Les examens complémentaires
Toute diarrhée, surtout chez un poulain de moins de 15 jours, nécessite l’intervention du vétérinaire pour établir un diagnostic précis et mettre en place le traitement.
L’examen clinique du poulain permet d’évaluer sont état général, la présence d’une maladie primaire et/ou l’apparition de complications. L’appareil digestif fait naturellement l’objet d’une attention toute particulière : auscultation abdominale, palpation et recherche d’une distension abdominale. L’examen de la diarrhée permet de relever quelques éléments importants de diagnostic.
Il est important de rechercher et de quantifier les signes de déshydratation : muqueuse sèches, persistance du pli de peau, œil foncé. Le degré de déshydratation détermine les volumes de perfusion à apporter.
Des examens complémentaires sont souvent nécessaires : le prélèvement des fèces est le plus couramment pratiqué. L’échantillon est récolté au niveau du rectum. L’examen direct permet la mise en évidence de certaines bactéries ou protozoaires, mais également de parasites. Une mise en culture et un antibiogramme sont généralement demandés. L’analyse de sang est indispensable pour évaluer l’état général du poulain et connaître son statut immunitaire.
Réhydrater le poulain
Si la diarrhée persiste plus de quelques jours, ou si le poulain présente une dégradation de son état général, un traitement doit être rapidement mis en place. La « thérapie liquidienne » est indispensable. Les diarrhées entraînent des pertes hydriques et des déséquilibres électrolytiques (perte en sodium, potassium et bicarbonate) qu’il faut compenser.
Le choix du liquide de réhydratation repose sur l’analyse sanguine. La réhydratation par voie intraveineuse est la plus simple et la plus rapide à réaliser, mais il est également possible de réhydrater le poulain par voie orale.
La réhydratation s’accompagne de l’administration d’autres principes actifs. Les pansements gastriques (kaolin, pectate ou charbon activé) protègent la muqueuse intestinale et absorbent les endotoxines. Ils s’administrent pas sondage naso-gastrique pour obtenir des quantités suffisantes. On les associe à des probiotiques qui favorise le développement de la flore intestinale.

(Données de localisation : un point par occurrence)

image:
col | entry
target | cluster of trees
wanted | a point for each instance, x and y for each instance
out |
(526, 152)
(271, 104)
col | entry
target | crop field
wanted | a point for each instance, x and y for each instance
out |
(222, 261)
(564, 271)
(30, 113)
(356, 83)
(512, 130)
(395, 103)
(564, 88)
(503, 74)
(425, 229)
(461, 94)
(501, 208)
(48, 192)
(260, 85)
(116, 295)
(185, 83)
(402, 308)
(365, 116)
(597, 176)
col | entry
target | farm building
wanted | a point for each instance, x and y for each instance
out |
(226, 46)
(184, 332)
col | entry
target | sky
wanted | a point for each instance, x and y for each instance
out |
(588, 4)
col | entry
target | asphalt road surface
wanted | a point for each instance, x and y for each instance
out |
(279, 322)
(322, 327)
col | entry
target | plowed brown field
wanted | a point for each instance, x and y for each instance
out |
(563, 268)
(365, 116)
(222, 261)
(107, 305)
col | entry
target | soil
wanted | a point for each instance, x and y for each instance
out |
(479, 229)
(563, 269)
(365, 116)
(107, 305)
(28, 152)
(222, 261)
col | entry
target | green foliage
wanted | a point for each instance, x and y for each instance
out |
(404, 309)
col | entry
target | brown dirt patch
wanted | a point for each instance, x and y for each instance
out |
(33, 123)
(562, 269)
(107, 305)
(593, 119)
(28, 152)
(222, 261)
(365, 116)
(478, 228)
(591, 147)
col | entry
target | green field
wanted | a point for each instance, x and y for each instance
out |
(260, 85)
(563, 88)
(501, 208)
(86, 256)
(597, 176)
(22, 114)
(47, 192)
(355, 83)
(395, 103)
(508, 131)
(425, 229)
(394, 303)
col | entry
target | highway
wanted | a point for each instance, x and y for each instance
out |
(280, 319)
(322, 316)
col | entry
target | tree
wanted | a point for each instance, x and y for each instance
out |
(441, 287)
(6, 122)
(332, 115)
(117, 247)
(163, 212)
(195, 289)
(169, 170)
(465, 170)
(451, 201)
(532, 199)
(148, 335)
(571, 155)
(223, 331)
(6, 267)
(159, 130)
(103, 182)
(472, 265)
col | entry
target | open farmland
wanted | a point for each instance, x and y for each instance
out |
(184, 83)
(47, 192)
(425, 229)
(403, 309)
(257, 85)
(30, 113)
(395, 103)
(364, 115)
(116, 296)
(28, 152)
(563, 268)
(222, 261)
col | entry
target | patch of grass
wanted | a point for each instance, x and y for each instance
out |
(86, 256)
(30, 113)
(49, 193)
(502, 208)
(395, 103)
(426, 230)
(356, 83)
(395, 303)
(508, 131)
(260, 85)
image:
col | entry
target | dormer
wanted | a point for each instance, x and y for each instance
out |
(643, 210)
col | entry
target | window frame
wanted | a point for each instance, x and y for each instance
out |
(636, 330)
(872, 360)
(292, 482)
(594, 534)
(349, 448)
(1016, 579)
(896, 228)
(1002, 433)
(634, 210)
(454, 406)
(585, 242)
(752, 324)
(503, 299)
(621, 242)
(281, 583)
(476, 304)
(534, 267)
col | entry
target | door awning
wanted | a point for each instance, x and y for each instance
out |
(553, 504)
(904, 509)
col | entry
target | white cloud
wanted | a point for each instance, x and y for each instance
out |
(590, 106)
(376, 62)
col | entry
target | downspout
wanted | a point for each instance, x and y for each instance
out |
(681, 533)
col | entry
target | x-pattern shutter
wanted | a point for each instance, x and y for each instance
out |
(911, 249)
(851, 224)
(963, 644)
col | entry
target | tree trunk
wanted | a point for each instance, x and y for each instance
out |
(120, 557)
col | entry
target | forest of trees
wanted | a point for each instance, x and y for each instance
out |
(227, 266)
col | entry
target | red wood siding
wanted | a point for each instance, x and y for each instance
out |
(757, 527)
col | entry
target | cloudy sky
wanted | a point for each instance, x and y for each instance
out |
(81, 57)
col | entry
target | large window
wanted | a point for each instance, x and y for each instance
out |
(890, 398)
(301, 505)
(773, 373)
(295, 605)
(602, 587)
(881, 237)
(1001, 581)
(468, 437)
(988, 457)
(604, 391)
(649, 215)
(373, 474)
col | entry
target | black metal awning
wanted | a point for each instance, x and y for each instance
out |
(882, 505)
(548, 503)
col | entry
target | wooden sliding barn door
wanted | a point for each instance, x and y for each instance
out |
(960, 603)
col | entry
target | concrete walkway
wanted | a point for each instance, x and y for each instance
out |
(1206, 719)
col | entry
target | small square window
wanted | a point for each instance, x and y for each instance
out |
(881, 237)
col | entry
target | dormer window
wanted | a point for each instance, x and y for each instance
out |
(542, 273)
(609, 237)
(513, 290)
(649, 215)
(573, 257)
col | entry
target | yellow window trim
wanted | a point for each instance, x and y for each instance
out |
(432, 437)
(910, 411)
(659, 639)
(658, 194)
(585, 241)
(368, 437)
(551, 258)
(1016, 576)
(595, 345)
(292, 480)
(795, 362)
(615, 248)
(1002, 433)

==

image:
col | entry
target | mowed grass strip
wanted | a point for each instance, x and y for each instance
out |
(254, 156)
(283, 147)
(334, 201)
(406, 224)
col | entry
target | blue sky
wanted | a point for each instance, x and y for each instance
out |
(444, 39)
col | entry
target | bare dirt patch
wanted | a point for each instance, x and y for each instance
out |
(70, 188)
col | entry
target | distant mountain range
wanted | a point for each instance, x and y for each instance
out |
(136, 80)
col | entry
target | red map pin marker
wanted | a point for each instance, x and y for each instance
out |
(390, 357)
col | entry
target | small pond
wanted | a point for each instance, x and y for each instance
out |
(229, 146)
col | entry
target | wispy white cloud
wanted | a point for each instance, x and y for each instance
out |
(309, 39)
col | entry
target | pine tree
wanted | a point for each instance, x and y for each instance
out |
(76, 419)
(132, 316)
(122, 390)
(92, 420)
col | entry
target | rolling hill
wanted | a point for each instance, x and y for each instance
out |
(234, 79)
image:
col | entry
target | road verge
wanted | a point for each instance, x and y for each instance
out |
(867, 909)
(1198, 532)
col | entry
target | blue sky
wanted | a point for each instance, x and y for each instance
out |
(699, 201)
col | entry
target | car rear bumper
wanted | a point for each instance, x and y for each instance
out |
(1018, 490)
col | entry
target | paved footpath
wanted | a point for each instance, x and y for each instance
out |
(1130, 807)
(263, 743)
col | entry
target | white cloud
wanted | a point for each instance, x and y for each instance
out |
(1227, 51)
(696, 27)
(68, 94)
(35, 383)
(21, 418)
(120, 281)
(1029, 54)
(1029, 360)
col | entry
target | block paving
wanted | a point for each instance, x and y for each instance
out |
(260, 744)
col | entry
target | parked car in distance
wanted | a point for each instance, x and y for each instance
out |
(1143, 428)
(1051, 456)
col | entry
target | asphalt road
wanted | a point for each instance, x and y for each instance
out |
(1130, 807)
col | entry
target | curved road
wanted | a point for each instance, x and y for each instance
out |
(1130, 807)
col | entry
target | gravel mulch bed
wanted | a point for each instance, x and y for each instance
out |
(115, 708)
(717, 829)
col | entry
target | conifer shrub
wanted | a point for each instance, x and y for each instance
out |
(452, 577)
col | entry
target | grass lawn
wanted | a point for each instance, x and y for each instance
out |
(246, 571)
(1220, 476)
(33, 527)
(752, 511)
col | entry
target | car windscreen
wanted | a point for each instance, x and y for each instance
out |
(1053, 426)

Consignes:
**A)** D'après le texte sur la diarrhée du poulain, quels éléments sont perdus lors des déséquilibres électrolytiques ?
**B)** Poursuivez le texte sur la diarrhée du poulain après sa dernière phrase.
Les entrées n'ont aucun rôle dans cet exercice.

Réponses:
**A)** Le sodium, le potassium et le bicarbonate.

**B)**
Les antibiotiques, bien que quelquefois mis en cause dans l’apparition des diarrhées, préviennent les risques surinfection et de septicémie.
Les anti-spasmodiques sont indiqués si le poulain présente des signes de colique.
Les anti-inflammatoires non stéroïdiens doivent être utilisés avec parcimonie car ils possèdent de réels effets ulcérogènes et néphrotoxiques.
Chez le poulain plus âgé, une vermifugation peut être envisagée, à demi-dose si le poulain n’a jamais été vermifugé, pour éviter une occlusion intestinale en cas d’infestation massive par des parascaris.
L’administration de plasma, indiquée en cas de défaut de transfert d’immunité ou de pertes protéiques importantes, n’est pas possible en France car ces produits ne sont pas disponibles et leur importation est interdite.
Des mesures de prévention efficaces
- L’entretien régulier des boxes et des pâtures (désinfection, ramassage des crottins, …) permet de diminuer la charge microbienne et parasitaire.
- Il est portant de respecter les calendriers de vermifugation et de vaccination des poulinières.
- Si l’effectif est important, il est préférable de regrouper les chevaux par tranche d’âge et d’éviter ainsi les contacts entre les poulains et les autres chevaux.
- Le poulain malade et sa mère sont isolés pour prévenir tout risque de contagion. La séparation sera maintenue deux semaines après la disparition des symptômes pour éviter toute dissémination par des crottins contaminés. Le personnel au contact du ou des malade(s) respecte les mesures d’hygiène élémentaires (blouses, gants, sur-bottes ou pédiluve).
Enfin, pour clôturer mes recherches, il est important de notifier que dans la grande majorité des cas, le pronostic des diarrhées est bon si un traitement adéquat est mis en place rapidement.